======== Text ========
Configuration Rules:
- Number of CA certificate paths must match number of SRV addresses.
caCertPaths[i]is used for connections to addresses fromsrvAddresses[i].- Multiple SRV addresses can share the same certificate file.
- If multiple SRV addresses resolve to the same IP:port, certificate from first SRV address is used.
TLS Examples:
banyand data \
--node-discovery-mode=dns \
--node-discovery-dns-tls=true \
--node-discovery-dns-srv-addresses=_grpc._tcp.data.namespace.svc.local,_grpc._tcp.liaison.namespace.svc.local \
--node-discovery-dns-ca-certs=/etc/banyandb/certs/data-ca.crt,/etc/banyandb/certs/liaison-ca.crt
Certificate Auto-Reload:
BanyanDB monitors certificate files using fsnotify and automatically reloads them when changed:
- Hot reload without process restart
- 500ms debouncing for rapid file modifications
- SHA-256 validation to detect actual content changes
This enables zero-downtime certificate rotation.
Kubernetes Deployment
Headless Service
Create a headless service for automatic DNS SRV record generation:
apiVersion: v1
kind: Service
metadata:
name: banyandb-data
namespace: default
labels:
app: banyandb
component: data
spec:
clusterIP: None # Headless service
selector:
app: banyandb
component: data
ports:
- name: grpc
port: 17912
protocol: TCP
targetPort: grpc
This creates DNS SRV record: _grpc._tcp.banyandb-data.default.svc.cluster.local
Choosing a Discovery Mode
Etcd Mode - Best For
- Traditional VM/bare-metal deployments
- Multi-cloud deployments requiring global service discovery
- Environments where etcd is already deployed
- Need for strong consistency guarantees
DNS Mode - Best For
- Kubernetes-native deployments
- Simplified operations (no external etcd management)
- Cloud-native architecture alignment
- StatefulSets with stable network identities
- Rapid deployment without external dependencies
======== Provided material ========
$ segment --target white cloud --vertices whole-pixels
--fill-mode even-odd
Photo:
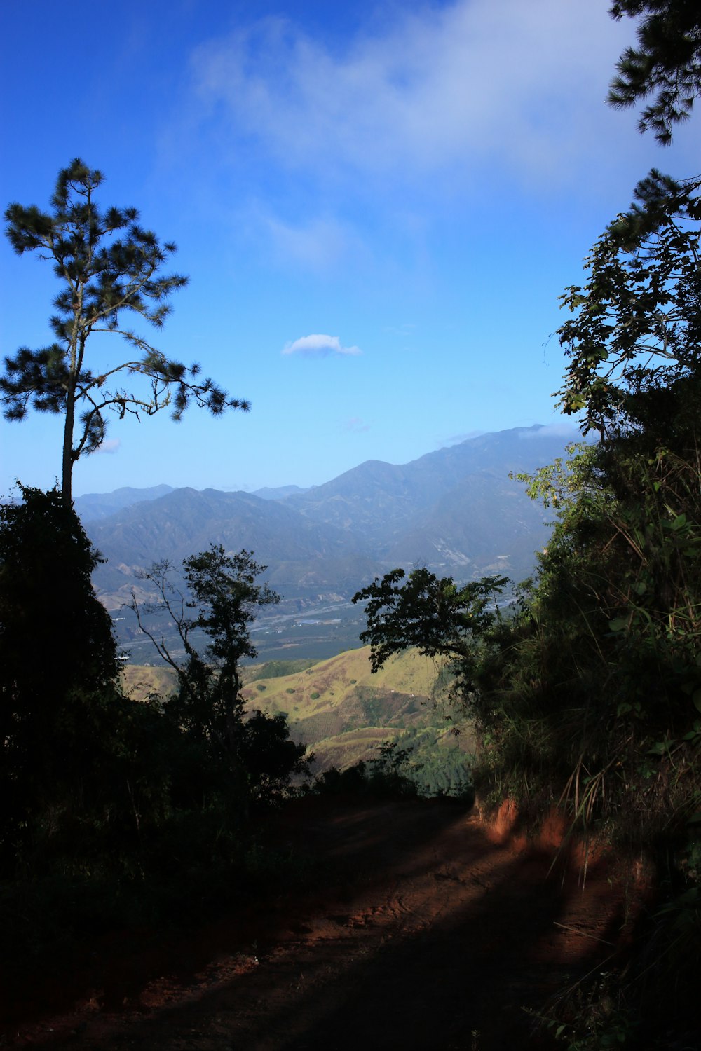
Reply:
[[[121,445],[122,442],[120,438],[105,438],[105,440],[99,445],[95,451],[96,453],[108,453],[111,455],[117,452]]]
[[[359,347],[344,347],[337,335],[303,335],[286,343],[283,354],[302,354],[304,357],[326,357],[328,354],[362,354]]]
[[[270,18],[202,45],[193,68],[208,112],[224,104],[234,135],[322,180],[334,170],[413,178],[480,159],[566,170],[601,148],[609,124],[621,129],[602,102],[631,26],[607,6],[397,7],[379,33],[343,49]]]
[[[525,441],[532,441],[538,438],[566,438],[569,441],[581,441],[581,433],[572,426],[572,424],[566,423],[566,420],[561,420],[557,424],[547,424],[544,427],[539,427],[537,431],[523,430],[519,431],[519,438]]]
[[[332,218],[314,219],[292,225],[266,217],[265,226],[275,255],[283,264],[293,263],[327,273],[359,247],[357,234]]]
[[[363,431],[369,431],[370,424],[366,424],[359,416],[351,416],[346,423],[346,430],[352,431],[354,434],[359,434]]]

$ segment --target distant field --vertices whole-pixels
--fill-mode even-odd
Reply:
[[[135,699],[167,696],[174,685],[174,673],[164,667],[126,665],[123,677]],[[447,705],[442,678],[440,667],[415,651],[395,655],[373,675],[370,647],[363,646],[317,662],[251,664],[243,695],[250,710],[287,716],[290,736],[314,754],[314,772],[371,761],[382,744],[396,742],[415,756],[425,779],[445,778],[450,788],[466,776],[475,739],[470,723]]]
========
- Stated task 1:
Summarize the BanyanDB discovery text in three sentences.
- Stated task 2:
Reproduce the part of the BanyanDB discovery text starting with "- If multiple" and going on through "zero-downtime certificate rotation.".
- Stated task 3:
Render the sentence "This enables zero-downtime certificate rotation." from the BanyanDB discovery text in Spanish.
The records have no connection to the text.

- Worked solution 1:
When TLS is used with DNS discovery, the number of CA certificate paths must match the number of SRV addresses, and BanyanDB watches certificate files and reloads them automatically when they change, allowing zero-downtime certificate rotation. In Kubernetes, a headless service can be created to generate DNS SRV records automatically. Etcd mode is best for setups such as VM/bare-metal or multi-cloud deployments, while DNS mode is best for Kubernetes-native deployments and simpler operations without external etcd management.

- Worked solution 2:
- If multiple SRV addresses resolve to the same IP:port, certificate from first SRV address is used.
TLS Examples:
banyand data \
--node-discovery-mode=dns \
--node-discovery-dns-tls=true \
--node-discovery-dns-srv-addresses=_grpc._tcp.data.namespace.svc.local,_grpc._tcp.liaison.namespace.svc.local \
--node-discovery-dns-ca-certs=/etc/banyandb/certs/data-ca.crt,/etc/banyandb/certs/liaison-ca.crt
Certificate Auto-Reload:
BanyanDB monitors certificate files using fsnotify and automatically reloads them when changed:
- Hot reload without process restart
- 500ms debouncing for rapid file modifications
- SHA-256 validation to detect actual content changes
This enables zero-downtime certificate rotation.

- Worked solution 3:
Esto permite la rotación de certificados sin tiempo de inactividad.